WHAT THIS TASK INVOLVES:
Give every line below again, exactly.

[Data entries]
━━━━━━━━━━━━━━━━

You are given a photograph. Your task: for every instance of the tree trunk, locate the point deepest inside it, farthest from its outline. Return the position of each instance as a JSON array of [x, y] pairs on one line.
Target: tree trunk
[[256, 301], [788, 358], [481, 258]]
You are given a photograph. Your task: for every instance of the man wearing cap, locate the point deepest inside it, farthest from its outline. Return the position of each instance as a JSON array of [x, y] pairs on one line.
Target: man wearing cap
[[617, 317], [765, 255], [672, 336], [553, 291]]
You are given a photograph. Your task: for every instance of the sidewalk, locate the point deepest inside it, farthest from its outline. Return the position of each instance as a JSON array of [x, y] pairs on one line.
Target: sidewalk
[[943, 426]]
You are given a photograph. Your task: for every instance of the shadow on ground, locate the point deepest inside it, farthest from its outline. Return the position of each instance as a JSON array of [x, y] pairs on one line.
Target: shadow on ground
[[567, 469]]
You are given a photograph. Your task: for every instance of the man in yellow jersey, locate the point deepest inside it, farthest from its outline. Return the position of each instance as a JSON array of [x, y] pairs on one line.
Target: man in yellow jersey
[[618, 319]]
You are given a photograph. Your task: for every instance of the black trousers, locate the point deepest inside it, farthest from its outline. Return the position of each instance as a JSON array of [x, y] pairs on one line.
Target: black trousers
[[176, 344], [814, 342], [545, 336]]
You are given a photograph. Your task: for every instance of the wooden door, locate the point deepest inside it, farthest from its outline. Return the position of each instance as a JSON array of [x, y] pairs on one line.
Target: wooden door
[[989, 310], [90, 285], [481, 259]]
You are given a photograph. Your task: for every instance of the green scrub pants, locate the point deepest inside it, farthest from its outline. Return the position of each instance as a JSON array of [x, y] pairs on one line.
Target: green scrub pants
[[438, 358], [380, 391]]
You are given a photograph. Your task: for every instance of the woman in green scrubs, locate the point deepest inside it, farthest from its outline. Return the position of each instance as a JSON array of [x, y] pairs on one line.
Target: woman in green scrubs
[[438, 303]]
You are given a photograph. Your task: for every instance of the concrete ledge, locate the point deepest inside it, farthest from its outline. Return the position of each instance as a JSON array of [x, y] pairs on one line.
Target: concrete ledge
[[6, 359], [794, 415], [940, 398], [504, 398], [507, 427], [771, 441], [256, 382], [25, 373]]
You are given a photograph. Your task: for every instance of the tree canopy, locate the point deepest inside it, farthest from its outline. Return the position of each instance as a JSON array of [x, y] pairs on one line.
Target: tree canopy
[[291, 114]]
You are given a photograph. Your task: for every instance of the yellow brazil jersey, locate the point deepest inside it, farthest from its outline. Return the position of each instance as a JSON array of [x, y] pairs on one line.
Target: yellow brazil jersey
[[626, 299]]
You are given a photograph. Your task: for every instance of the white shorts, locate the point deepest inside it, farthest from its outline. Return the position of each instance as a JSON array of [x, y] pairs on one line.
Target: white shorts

━━━━━━━━━━━━━━━━

FINAL ANSWER:
You are given a photograph. Your task: for every instance of the tree trunk, locate the point deepest inside it, farthest from its outline. Return the position of each instance as a JSON array of [x, y] pairs on one line.
Target: tree trunk
[[256, 301], [788, 358], [481, 258]]
You are given a photograph. Your task: for every instance of the man wearing cap, locate the point deepest inside it, farthest from its outline. Return the position of each instance as a JSON array of [x, y] pairs on one line.
Target: man wearing cap
[[617, 317], [765, 255], [672, 336], [553, 291]]
You are given a photograph. Your task: for every instance of the sidewalk, locate the point deepest inside it, farthest from its outline. Return the position of each instance as a JSON array of [x, y] pairs on one line.
Target: sidewalk
[[943, 426]]
You are given a photograph. Your task: for every instance of the shadow on ground, locate the point deepest inside it, farthest from its outline. Return the position of each instance as a JSON array of [x, y] pairs on one line.
Target: shadow on ground
[[567, 469]]
You are given a photograph. Your task: for every instance of the man in yellow jersey, locate the point deepest inside it, farthest from its outline. Return the position of each instance as a JSON array of [x, y] pairs on one line.
Target: man in yellow jersey
[[618, 319]]
You are given a photograph. Your task: for every instance of the black trousers, locate the point deepest inside it, farthest from its outline. Return the position of each instance as a JSON array of [x, y] pairs on one line.
Target: black trousers
[[176, 344], [814, 342], [545, 336]]
You are given a photograph. Your task: for every instance of the wooden door, locate the point deepest inside it, farthest from its outline. Return the position of each instance as a JSON array of [x, y] pairs on one line.
Target: wooden door
[[989, 310], [90, 285], [481, 259]]
You are given a photograph. Your task: for every instance of the green scrub pants, locate the point deepest inside it, farthest from its outline. Return the position of each instance as a JSON array of [x, y] pairs on one line.
Target: green scrub pants
[[438, 358], [380, 391]]
You are given a photograph. Your task: for every instance of the woman in green scrubs, locate the point deepest inside it, farthest from its outline. Return the position of each instance as a JSON array of [x, y] pairs on one line.
Target: woman in green scrubs
[[438, 303]]
You are given a photograph. Your task: for every instance of the concrete ledge, locate the point deepest inside it, farthest from its outline. Return the position of each instance as a JSON array of [x, y] pairs on one line.
Target: concrete ledge
[[6, 359], [794, 415], [940, 398], [504, 398], [507, 427], [771, 441], [256, 382], [25, 373]]
You are given a photograph. Your task: for every instance of the tree canopy, locate the point deepest inside it, farthest from its outline. Return the position of each instance as a JSON array of [x, y] pairs on one line.
Target: tree canopy
[[291, 114]]
You are given a photograph. Your task: for every instance of the yellow brazil jersey, locate the point deepest inside it, farthest from its outline. Return the position of each instance as a JSON array of [x, y] pairs on one line.
Target: yellow brazil jersey
[[626, 299]]
You are given a photograph. Your task: for every instance of the white shorts, locate the point deepest inside it, farthest from its outline. Return the position of each instance as a JSON array of [x, y] pairs on one line.
Target: white shorts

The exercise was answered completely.